**Information provided**
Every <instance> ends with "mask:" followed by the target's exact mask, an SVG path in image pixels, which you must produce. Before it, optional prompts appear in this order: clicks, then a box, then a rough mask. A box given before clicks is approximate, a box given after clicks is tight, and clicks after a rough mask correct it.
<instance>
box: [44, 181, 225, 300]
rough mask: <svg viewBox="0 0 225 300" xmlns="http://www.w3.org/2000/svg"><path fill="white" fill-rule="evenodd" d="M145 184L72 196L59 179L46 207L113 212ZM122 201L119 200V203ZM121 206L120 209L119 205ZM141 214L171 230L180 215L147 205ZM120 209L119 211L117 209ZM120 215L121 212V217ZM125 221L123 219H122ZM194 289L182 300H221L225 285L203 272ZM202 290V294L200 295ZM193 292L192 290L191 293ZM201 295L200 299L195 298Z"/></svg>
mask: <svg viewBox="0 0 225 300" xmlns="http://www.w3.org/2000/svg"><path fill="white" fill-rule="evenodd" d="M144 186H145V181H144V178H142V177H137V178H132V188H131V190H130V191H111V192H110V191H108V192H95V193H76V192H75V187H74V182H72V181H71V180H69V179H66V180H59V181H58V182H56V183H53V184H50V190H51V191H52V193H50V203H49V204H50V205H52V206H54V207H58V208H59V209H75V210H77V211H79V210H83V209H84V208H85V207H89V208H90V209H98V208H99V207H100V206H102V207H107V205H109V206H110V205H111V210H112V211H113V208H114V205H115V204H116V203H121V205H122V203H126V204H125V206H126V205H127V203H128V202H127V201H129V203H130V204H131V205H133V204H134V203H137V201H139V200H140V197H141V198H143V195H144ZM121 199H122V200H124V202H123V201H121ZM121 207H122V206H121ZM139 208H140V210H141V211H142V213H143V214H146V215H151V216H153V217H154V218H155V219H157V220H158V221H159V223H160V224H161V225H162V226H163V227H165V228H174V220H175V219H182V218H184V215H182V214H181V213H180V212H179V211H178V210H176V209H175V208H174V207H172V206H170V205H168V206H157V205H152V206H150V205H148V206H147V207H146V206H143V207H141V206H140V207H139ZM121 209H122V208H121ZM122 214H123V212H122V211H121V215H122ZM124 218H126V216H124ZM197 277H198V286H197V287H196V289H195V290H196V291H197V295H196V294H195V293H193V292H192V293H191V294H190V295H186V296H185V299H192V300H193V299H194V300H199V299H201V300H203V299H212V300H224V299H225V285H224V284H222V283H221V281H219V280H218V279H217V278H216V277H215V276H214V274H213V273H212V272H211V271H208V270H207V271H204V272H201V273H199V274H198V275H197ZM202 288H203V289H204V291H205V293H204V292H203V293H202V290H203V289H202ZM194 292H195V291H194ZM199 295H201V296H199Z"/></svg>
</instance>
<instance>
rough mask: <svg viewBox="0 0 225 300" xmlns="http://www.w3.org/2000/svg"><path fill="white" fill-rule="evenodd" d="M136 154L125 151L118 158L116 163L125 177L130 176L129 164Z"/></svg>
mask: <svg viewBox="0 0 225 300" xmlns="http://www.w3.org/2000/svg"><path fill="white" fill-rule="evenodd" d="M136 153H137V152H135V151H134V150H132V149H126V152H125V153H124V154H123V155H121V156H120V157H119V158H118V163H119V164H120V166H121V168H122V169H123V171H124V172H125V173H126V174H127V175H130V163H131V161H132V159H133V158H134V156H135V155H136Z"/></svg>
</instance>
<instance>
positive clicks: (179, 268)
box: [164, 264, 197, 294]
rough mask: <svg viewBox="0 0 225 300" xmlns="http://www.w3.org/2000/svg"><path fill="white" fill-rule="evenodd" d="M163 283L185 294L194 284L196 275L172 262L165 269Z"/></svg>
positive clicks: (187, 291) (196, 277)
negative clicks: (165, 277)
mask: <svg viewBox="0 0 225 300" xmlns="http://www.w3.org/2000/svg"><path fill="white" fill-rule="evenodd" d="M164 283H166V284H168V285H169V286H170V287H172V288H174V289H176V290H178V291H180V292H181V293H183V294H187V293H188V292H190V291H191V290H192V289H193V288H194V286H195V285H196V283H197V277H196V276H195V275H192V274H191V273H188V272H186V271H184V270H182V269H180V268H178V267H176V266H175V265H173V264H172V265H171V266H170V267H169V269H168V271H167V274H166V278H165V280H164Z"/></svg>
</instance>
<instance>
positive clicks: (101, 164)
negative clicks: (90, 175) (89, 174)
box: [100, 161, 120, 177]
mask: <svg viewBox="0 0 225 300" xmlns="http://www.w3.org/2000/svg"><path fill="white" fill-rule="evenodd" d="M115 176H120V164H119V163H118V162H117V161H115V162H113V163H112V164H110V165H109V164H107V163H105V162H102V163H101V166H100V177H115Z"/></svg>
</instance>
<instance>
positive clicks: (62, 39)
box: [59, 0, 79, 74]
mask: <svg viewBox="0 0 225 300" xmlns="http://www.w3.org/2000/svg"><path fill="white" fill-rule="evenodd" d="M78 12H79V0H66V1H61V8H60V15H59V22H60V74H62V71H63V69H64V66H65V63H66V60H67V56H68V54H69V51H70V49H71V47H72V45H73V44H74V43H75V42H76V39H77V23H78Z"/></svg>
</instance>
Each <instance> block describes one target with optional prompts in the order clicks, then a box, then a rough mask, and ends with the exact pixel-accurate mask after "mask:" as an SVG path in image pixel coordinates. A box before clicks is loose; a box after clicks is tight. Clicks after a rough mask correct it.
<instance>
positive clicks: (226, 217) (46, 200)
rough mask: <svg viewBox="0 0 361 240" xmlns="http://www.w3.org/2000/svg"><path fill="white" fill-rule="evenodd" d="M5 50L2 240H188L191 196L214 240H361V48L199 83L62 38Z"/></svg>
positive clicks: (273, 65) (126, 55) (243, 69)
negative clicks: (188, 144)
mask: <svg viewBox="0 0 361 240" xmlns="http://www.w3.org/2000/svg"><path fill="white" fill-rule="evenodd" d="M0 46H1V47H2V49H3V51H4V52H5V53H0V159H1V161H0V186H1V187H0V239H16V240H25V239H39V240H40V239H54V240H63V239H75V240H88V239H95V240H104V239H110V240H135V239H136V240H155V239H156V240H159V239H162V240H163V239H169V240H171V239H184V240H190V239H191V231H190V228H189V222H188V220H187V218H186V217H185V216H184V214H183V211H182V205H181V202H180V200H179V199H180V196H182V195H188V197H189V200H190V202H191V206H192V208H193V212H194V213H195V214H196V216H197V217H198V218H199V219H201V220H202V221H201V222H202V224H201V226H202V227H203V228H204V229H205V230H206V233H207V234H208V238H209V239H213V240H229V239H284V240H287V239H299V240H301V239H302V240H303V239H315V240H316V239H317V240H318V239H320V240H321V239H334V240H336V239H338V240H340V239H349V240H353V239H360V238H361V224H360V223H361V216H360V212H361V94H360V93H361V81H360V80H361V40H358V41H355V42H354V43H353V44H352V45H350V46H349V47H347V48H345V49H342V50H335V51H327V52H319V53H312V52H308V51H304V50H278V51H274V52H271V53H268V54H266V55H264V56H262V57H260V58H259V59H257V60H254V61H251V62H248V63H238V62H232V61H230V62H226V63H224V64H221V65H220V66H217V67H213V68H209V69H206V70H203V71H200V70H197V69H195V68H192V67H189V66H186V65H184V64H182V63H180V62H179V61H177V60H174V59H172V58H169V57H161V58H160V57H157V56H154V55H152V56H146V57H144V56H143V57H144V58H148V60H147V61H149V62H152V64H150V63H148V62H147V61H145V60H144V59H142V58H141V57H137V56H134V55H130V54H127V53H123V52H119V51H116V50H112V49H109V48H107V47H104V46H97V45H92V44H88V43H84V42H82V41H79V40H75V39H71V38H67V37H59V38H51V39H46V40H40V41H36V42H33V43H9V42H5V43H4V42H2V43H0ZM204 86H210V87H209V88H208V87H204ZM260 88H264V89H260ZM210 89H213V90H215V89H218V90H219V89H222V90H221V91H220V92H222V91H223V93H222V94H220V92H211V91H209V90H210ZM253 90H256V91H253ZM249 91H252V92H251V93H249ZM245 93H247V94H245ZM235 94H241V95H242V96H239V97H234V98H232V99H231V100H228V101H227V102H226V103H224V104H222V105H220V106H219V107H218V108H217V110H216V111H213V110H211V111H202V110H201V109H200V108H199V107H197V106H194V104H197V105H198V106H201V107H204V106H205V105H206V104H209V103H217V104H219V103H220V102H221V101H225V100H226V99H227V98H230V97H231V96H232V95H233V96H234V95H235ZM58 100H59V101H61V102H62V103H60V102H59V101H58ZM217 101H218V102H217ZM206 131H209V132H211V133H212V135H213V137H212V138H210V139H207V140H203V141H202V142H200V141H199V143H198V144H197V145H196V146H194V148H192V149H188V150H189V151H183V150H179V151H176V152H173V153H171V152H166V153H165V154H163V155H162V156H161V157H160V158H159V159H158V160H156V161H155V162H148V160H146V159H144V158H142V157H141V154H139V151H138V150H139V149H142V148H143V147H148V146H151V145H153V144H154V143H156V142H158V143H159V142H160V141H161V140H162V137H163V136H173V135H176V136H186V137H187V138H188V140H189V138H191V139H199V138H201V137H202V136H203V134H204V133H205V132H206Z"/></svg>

**Directions**
Could you write out, word for word, the lines running from the start of the data through the line holding "184L72 196L59 179L46", both included?

**Solution to the problem**
Every <instance> ends with "mask:" followed by the target's exact mask, an SVG path in image pixels, which you must produce. Before it, optional prompts appear in this order: clicks, then a box, then a rough mask. A box given before clicks is approximate, a box given after clicks is tight, and clicks after a rough mask correct it.
<instance>
box: [44, 181, 225, 300]
rough mask: <svg viewBox="0 0 225 300" xmlns="http://www.w3.org/2000/svg"><path fill="white" fill-rule="evenodd" d="M145 184L72 196L59 179L46 207L113 212ZM122 201L119 200V203ZM121 206L120 209L119 205ZM141 214L171 230L180 215L147 205ZM120 209L119 211L117 209ZM120 215L121 212V217ZM125 221L123 219H122ZM194 289L182 300H221L225 285L203 272ZM202 290V294L200 295ZM193 292L192 290L191 293ZM201 295L200 299L195 298Z"/></svg>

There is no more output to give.